The Rolls-Royce 30 hp was one of four cars to be produced as a result of an agreement of 23 December 1904 between Charles Rolls and Henry Royce. Badged as a Rolls-Royce, (Note: Rolls-Royce was not formed as a company until 1906.) the 30 hp was produced during 1905 and 1906 by Royce's company, Royce Ltd. at its factory in Cooke Street, Hulme, Manchester. It was sold exclusively by Rolls' motor dealership, C.S.Rolls & Co., at a price of GBP 890. (Note: In chassis only form.) The engine was exhibited at the Paris Salon in December 1904, along with the 10 hp, 15 hp and 20 hp models.

Claude Johnson was keen that a six-cylinder model was included in the Rolls-Royce line-up as other "quality" makers, especially Napier, were adding them to their ranges. The 30 hp was discontinued when the company changed to a single model policy and launched the 40/50 (Silver Ghost).

== Engine ==
The engine is made of three separately-cast two-cylinder units with monobloc heads which are common with the two-cylinder 10 hp and four-cylinder 20 hp types sharing their bore of 4 in and stroke of 5 in. It is water-cooled and of 6,000 cc capacity with overhead inlet and side exhaust valves.

A single Royce carburettor is fitted. Early cars have a high-tension ignition system using pre-charged accumulators, a trembler and a coil ignition system; on later cars this is supplemented by a magneto which could be used as an alternative. As the lighting supplied uses oil for the side and tail and acetylene for the headlights, there is no other drain on the accumulators, which need to be recharged between outings. The power output is 30 bhp at 1000 rpm. The engine speed is controlled by a governor that can be over-ridden by the pedal-controlled accelerator.

A four-speed transmission carried over from the "Light" 20 hp model is connected to the engine via a short shaft. On this transmission, third gear is direct and fourth speed an overdrive ratio. A leather-faced cone clutch is used.

=== Crankshaft ===
The crankshaft is carried in seven main bearings in an attempt to keep vibration to a minimum, a problem on many early six-cylinder engines, as the dynamics of the layout were still not fully understood. Flywheels are fitted at both the front and rear of the crankshaft. After some early cars suffered broken crankshafts Royce modified the front flywheel to incorporate a harmonic damper which overcame the problem.

== Car ==
The car has a top speed of 55 mph. There is a transmission brake operating on a 12.5 in drum fitted behind the gearbox operated by foot pedal and internal expanding 12 in drum brakes on the back axle operated by the handbrake lever. Suspension is by semi-elliptic leaf springs on both front and rear axles with an additional crossways helper spring on the rear. The axle is located by a triangular strut linking axle and chassis and the main drive thrust is transmitted to the car by links between the ends of the axle and forward spring brackets. By this means the springs are only responsible for suspension. Artillery type wheels with wooden spokes were fitted.

Two chassis lengths were made, the short is 112 in in length and the long 118 in. The track is the same on both lengths at 56 in. Rolls-Royce did not provide the coachwork. Instead, the cars were sold in chassis form for the customer to arrange their own body supplier. Both closed and open cars were made. Of the 37 or possibly 38 cars made, three were exported to the US, one to Canada and one to Germany.

Only one car, a short wheelbase model with chassis number 26355 is known to survive.

::::::

**Exercises to complete:**
(A) Please condense the paragraph of the text on the Rolls-Royce 30 hp that begins "Two chassis lengths were made" into a bulleted list that keeps its main facts.
(B) Answer these questions from the text on the Rolls-Royce 30 hp, one answer per line:
(i) What was the price of the car in chassis-only form?
(ii) What power output does the engine give, and at what engine speed?
(iii) What chassis number does the only known surviving car carry?

::::::

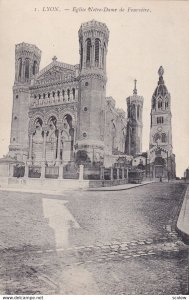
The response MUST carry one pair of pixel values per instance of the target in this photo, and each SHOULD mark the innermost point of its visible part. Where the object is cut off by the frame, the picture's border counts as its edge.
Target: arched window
(27, 68)
(68, 93)
(157, 137)
(103, 54)
(113, 136)
(138, 112)
(19, 67)
(73, 91)
(34, 67)
(160, 104)
(81, 45)
(88, 56)
(163, 138)
(97, 49)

::::::

**Solution set:**
(A)
- Chassis lengths: short 112 in, long 118 in
- Track: 56 in on both lengths
- Coachwork: not provided by Rolls-Royce; cars were sold in chassis form, and customers arranged their own body supplier
- Body styles: both closed and open cars
- Production: 37 or possibly 38 cars, with three exported to the US, one to Canada and one to Germany

(B)
(i) GBP 890
(ii) 30 bhp at 1000 rpm
(iii) 26355